Data records:

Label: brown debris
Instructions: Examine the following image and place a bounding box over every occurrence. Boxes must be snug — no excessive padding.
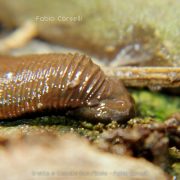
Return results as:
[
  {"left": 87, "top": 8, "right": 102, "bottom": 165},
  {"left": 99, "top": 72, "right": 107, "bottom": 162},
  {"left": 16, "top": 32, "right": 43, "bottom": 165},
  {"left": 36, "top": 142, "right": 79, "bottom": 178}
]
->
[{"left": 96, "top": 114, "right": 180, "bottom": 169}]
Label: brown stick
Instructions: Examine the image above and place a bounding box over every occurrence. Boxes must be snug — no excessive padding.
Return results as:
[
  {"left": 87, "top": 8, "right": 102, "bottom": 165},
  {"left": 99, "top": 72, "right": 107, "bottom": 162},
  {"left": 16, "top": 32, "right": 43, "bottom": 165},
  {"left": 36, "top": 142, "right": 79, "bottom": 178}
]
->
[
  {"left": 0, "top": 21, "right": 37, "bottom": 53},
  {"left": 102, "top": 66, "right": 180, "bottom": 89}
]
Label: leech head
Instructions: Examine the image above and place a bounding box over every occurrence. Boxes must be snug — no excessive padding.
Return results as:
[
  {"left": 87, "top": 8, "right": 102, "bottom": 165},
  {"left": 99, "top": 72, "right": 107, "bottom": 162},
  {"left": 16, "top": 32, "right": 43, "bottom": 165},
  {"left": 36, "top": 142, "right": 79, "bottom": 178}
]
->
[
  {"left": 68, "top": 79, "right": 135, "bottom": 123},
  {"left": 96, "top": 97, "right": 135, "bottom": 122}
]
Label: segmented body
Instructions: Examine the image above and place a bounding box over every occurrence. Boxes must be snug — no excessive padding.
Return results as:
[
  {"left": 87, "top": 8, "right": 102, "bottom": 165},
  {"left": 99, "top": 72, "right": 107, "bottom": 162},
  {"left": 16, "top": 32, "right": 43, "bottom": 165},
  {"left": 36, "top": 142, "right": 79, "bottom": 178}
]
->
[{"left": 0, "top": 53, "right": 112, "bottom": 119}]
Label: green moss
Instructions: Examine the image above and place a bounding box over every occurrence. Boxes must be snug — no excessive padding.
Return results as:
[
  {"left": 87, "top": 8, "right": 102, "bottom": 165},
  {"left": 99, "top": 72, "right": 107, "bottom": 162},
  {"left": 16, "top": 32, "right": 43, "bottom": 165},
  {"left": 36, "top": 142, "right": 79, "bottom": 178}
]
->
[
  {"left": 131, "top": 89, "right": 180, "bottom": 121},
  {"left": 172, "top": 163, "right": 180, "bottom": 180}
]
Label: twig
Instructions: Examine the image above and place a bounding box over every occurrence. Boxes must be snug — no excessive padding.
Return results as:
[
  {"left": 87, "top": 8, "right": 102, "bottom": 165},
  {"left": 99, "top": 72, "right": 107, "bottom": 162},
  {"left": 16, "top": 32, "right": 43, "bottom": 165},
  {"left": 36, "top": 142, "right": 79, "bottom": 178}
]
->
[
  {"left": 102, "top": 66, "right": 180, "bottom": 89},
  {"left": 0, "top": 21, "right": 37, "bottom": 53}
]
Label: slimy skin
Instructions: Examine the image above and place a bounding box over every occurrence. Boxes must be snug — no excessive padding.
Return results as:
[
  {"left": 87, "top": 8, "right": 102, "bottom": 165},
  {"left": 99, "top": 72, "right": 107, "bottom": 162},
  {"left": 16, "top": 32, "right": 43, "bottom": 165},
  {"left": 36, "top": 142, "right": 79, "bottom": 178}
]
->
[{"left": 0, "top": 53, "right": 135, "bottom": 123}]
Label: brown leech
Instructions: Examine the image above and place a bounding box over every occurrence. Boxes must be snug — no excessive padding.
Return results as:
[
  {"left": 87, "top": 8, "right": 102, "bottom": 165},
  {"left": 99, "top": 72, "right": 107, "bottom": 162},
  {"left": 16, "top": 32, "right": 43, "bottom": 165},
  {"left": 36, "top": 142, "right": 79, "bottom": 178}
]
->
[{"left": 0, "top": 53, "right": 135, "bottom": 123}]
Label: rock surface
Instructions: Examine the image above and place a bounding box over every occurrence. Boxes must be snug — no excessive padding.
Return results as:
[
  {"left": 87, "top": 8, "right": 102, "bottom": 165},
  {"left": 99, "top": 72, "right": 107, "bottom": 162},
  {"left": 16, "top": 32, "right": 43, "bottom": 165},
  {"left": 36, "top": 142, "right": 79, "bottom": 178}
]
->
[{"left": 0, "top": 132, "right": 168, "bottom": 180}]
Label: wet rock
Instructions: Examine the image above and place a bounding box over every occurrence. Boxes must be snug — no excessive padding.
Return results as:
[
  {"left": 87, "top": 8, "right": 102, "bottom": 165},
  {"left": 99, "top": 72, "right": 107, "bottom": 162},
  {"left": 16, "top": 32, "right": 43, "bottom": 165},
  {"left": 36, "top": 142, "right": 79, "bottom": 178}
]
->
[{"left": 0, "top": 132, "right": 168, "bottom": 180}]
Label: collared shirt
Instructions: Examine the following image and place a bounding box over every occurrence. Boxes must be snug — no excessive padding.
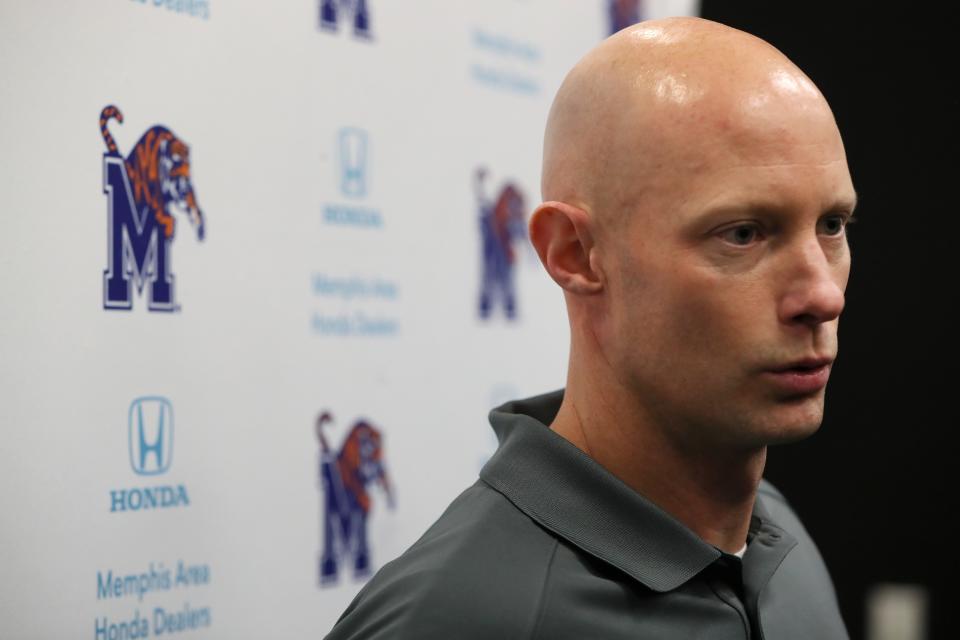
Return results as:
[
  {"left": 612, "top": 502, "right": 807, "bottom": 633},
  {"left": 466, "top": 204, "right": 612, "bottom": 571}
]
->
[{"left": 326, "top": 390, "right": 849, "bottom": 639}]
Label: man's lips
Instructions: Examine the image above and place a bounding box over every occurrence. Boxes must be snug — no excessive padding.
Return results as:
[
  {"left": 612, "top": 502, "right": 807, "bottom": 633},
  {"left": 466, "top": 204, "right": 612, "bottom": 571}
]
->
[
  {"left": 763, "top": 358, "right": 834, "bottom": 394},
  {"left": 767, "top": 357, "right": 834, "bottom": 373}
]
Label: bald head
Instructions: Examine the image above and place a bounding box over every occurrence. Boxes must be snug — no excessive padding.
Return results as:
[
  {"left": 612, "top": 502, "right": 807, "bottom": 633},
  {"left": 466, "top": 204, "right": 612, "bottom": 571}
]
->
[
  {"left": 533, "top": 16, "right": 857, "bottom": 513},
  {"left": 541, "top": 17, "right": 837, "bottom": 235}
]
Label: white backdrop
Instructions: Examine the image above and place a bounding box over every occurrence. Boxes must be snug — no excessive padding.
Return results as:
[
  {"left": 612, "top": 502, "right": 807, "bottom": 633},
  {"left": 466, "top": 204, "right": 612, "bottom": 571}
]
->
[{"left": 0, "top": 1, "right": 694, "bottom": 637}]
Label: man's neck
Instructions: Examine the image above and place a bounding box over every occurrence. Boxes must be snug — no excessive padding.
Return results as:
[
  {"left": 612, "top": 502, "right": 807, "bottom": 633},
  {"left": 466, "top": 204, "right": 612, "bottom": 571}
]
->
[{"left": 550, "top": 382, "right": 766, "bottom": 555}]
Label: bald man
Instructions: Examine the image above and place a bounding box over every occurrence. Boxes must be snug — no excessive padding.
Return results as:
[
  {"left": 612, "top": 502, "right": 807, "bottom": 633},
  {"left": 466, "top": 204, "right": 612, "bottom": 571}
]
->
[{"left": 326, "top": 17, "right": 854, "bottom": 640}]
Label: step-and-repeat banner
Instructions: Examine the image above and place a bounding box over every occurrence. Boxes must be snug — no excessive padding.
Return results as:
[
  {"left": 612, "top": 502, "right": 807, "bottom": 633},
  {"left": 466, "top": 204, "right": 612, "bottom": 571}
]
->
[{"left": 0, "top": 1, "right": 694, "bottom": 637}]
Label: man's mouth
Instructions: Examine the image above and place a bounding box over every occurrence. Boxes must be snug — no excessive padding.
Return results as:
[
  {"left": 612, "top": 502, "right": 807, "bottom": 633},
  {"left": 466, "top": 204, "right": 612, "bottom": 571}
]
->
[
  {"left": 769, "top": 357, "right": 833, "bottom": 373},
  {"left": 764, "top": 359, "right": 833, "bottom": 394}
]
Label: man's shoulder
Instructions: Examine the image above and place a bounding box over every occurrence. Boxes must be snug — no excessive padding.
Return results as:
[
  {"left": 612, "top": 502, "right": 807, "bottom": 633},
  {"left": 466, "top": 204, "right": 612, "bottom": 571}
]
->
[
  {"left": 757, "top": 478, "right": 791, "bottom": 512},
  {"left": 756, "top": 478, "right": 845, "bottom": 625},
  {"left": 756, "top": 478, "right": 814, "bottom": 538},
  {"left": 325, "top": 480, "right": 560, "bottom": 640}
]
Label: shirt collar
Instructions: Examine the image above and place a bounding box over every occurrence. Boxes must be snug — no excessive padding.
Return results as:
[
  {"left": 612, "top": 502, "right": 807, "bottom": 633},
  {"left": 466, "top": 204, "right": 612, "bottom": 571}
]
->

Task directions: From the first line of the records through the line containing "Label: brown stick", please output exactly those lines and nothing more, leaving out the pictures.

Expected answer:
Label: brown debris
Instructions: Examine the following image and place a bounding box over every occurrence. Boxes must be snug — no excessive padding.
Return results as:
[
  {"left": 87, "top": 8, "right": 102, "bottom": 165},
  {"left": 99, "top": 72, "right": 107, "bottom": 162},
  {"left": 16, "top": 32, "right": 43, "bottom": 165},
  {"left": 36, "top": 142, "right": 79, "bottom": 178}
]
->
[{"left": 96, "top": 114, "right": 180, "bottom": 169}]
Label: brown stick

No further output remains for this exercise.